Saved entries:
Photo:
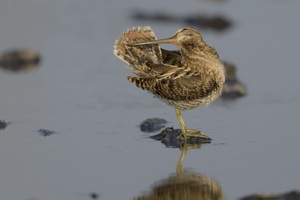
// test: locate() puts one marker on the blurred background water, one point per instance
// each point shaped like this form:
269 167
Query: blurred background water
80 91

### WHAT YOU ARE ASKED TO DO
The data above are to be repeated word for word, with any pictures left out.

### REPLY
Photo:
// test: locate() puts one marker on the blurred background water, one point per instance
// each point shaped like this form:
269 167
Query: blurred background water
80 91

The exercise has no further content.